» **Yang Harus Dilakukan**
Tolong kutip bagian teks tentang sejarah Lasem, dari "Batik Lasem, Coretan" sampai "Surabaya dan Semarang.", tanpa mengubah satu kata pun.

» **Kutipan Teks**
Batik Lasem, Coretan Indah Yang Hampir Punah
Melacak jejak sejarah Pecinan tentu tak bisa melewatkan keberadaan sebuah kota kecamatan di pesisir utara Provinsi Jawa Tengah. Lasem, inilah kota kecamatan yang menyimpan jejak sejarah kultur peranakan di pesisir pantai utara Jawa. Lasem terletak sekitar 15 kilometer dari Kota Rembang ke arah timur. Lokasi kota ini sangan strategis karena ada di tengah tengah jalan utama yang pada zaman kolonial Belanda disebut grotepostweg atau jalan raya pos karena menghubungkan Surabaya dan Semarang.
Simpul sejarah Lasem bisa dikatakan usianya cukup tua. Hal ini tersirat dalam Serat Badra Santi yang ditulis Mpu Santi Badra pada tahun 1479 dan diterjemahkan dalam bahasa Jawa oleh Kamzah R Panji. Disebutkan bahwa pada tahun 1273 Saka atau 1351 Masehi, Lasem telah menjadi tanah perdikan Majapahit. Saat itu, Lasem dipimpin seorang perempuan bernama Dewi Indu yang bergelar Bhre Lasem yang masih terhitung keponakan Raja Hayam Wuruk. Namun versi Kitab Negarakertagama, Bhre Lasem waktu itu merupakan putri seorang penguasa bernama Sri Rajasaduhitendudewi, adik perempuan Hayam Wuruk. Arti Ghre adalah gelar untuk penguasa daerah di bawah kekuasaan Majapahit. Pada masa itu, Lasem menjadi kota pelabuhan yang ramai dan memegang peranan penting. Pelabuhannya sendiri terletak di daerah Kiringan, Regol dan Bonang Binangun.
Bhre Lasem Duhitendu Dewi kemudian menikah dengan Raja Rajasa Wardhana dari Kerajaan Mataun. Dari pernikahan itu, mereka mempunyai keturunan yaitu Pangeran Badrawardhana yang kemudian berputra Pangeran Wijayabadra, lalu Wijayabadra memiliki anak yakni Pangeran Badranala. Sang pangeran kemudian menikah dengan putri asal Campa bernama Bi Nang Ti. Dari perkawinan tersebut lahirlah putra bernama Pangeran Wirabraja dan Santibadra. Sepeninggal Badranala, yang menggantikan penguasa daerah Lasem adalah Pangeran Wirabraja. Sementara Pangeran Santibadra pergi ke Majapahit. Ia menyaksiakn jatuhnya Kota Majapahit ke tangan tentara Kadiri yang dipimpin oleh Girindrawardhana Dyah Ranawijaya.

» **Kumpulan Data**
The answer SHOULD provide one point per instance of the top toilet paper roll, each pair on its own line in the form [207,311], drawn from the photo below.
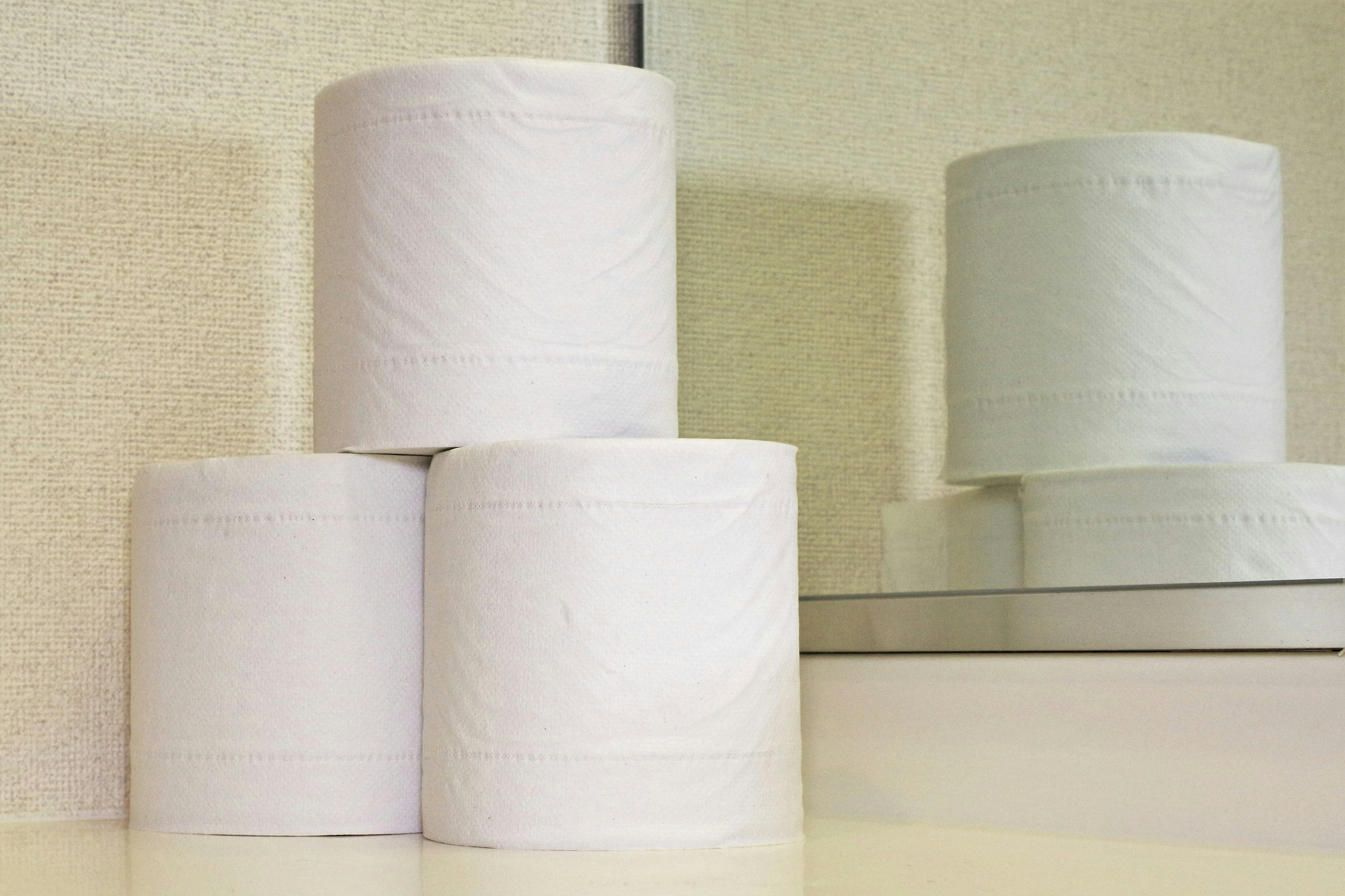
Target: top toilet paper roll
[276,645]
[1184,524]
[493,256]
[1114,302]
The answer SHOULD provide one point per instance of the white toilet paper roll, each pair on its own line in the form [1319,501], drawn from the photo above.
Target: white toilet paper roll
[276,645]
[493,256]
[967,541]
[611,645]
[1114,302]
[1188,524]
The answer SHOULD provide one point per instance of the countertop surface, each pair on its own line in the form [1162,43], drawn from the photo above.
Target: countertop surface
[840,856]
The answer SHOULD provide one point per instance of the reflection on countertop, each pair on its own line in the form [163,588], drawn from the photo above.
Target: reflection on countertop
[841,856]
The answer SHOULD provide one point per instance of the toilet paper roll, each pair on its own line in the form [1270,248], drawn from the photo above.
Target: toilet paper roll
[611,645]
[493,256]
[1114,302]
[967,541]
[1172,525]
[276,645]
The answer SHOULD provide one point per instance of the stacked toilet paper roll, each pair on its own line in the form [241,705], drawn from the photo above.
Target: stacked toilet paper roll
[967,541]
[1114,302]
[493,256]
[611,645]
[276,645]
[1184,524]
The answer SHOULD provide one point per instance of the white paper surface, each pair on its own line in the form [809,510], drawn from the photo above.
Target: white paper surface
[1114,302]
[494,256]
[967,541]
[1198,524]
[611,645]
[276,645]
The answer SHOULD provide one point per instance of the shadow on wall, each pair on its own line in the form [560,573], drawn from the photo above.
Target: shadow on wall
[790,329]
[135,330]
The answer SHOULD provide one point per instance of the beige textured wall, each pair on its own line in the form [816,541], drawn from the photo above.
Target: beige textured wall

» **Jawaban**
Batik Lasem, Coretan Indah Yang Hampir Punah
Melacak jejak sejarah Pecinan tentu tak bisa melewatkan keberadaan sebuah kota kecamatan di pesisir utara Provinsi Jawa Tengah. Lasem, inilah kota kecamatan yang menyimpan jejak sejarah kultur peranakan di pesisir pantai utara Jawa. Lasem terletak sekitar 15 kilometer dari Kota Rembang ke arah timur. Lokasi kota ini sangan strategis karena ada di tengah tengah jalan utama yang pada zaman kolonial Belanda disebut grotepostweg atau jalan raya pos karena menghubungkan Surabaya dan Semarang.